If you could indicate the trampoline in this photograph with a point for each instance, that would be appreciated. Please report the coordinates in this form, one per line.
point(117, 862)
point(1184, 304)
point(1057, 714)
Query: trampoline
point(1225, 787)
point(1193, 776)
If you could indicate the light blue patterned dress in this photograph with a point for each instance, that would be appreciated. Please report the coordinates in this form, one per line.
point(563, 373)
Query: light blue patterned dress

==========

Return every line of the records above unchanged and in the same order.

## Result of this task
If you could indicate the trampoline in this photograph with a point for each instance, that would be appreciated. Please report the coordinates in this form, one per line.
point(117, 862)
point(1184, 304)
point(1057, 714)
Query: trampoline
point(1225, 787)
point(1193, 776)
If you could indicate the light blue patterned dress in this photograph with a point for each instance, that would be appreciated. Please report the coordinates in this form, one per line.
point(563, 373)
Query: light blue patterned dress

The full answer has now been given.